** PROVIDED ENTRIES **
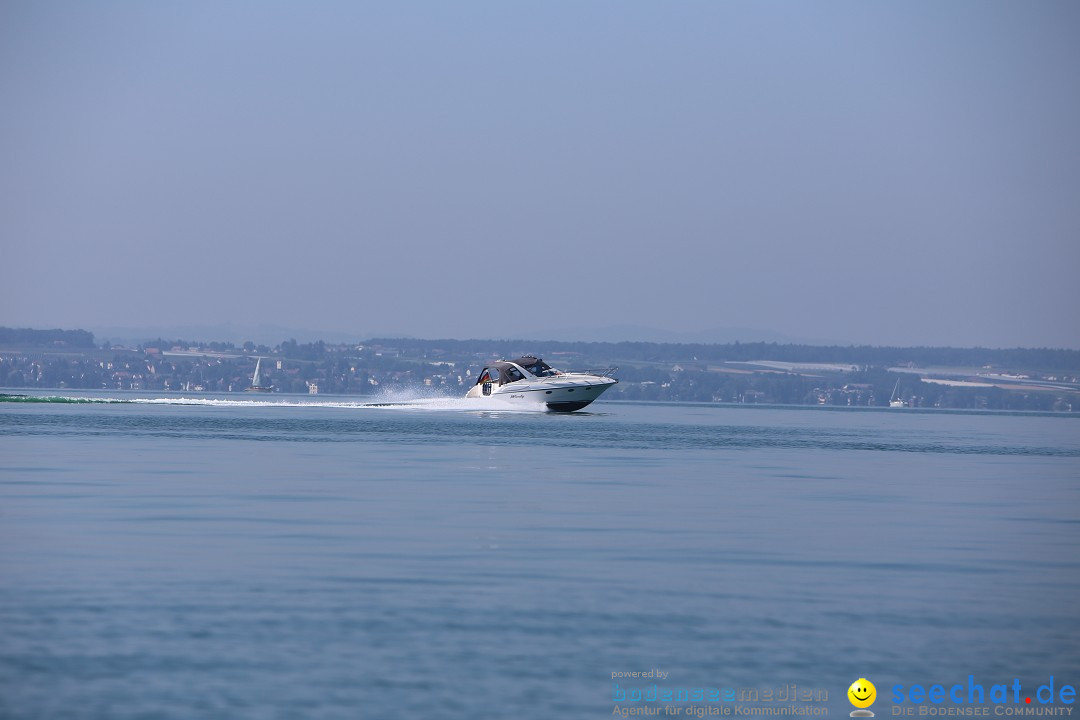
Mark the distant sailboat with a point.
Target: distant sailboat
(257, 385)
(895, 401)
...
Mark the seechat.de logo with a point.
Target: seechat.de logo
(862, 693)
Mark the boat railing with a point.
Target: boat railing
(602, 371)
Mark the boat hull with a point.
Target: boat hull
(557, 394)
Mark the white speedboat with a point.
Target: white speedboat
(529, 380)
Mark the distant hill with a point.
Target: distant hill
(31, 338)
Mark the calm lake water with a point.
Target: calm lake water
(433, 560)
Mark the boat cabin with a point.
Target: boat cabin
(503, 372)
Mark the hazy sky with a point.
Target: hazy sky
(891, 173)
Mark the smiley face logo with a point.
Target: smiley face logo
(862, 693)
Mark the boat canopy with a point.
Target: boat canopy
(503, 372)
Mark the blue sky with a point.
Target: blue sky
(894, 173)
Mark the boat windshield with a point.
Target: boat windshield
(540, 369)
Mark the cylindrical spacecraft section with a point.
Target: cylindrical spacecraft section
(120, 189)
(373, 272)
---
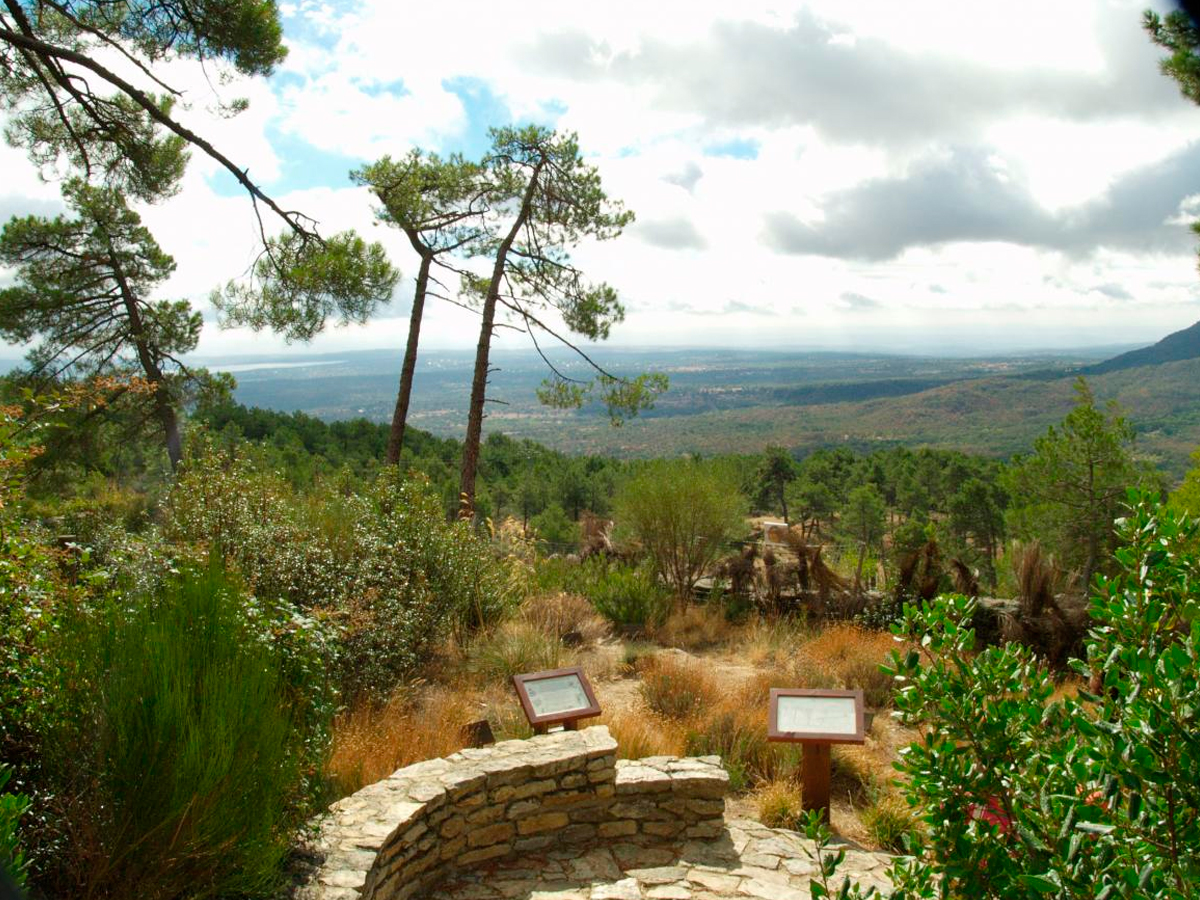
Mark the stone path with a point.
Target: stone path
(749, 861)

** WHAT YOU NEED TO DO **
Which lines in the listing above contain the word "hill"? Show each of those lines in full.

** RESULT **
Mark the distant hill with a point.
Target: distant hill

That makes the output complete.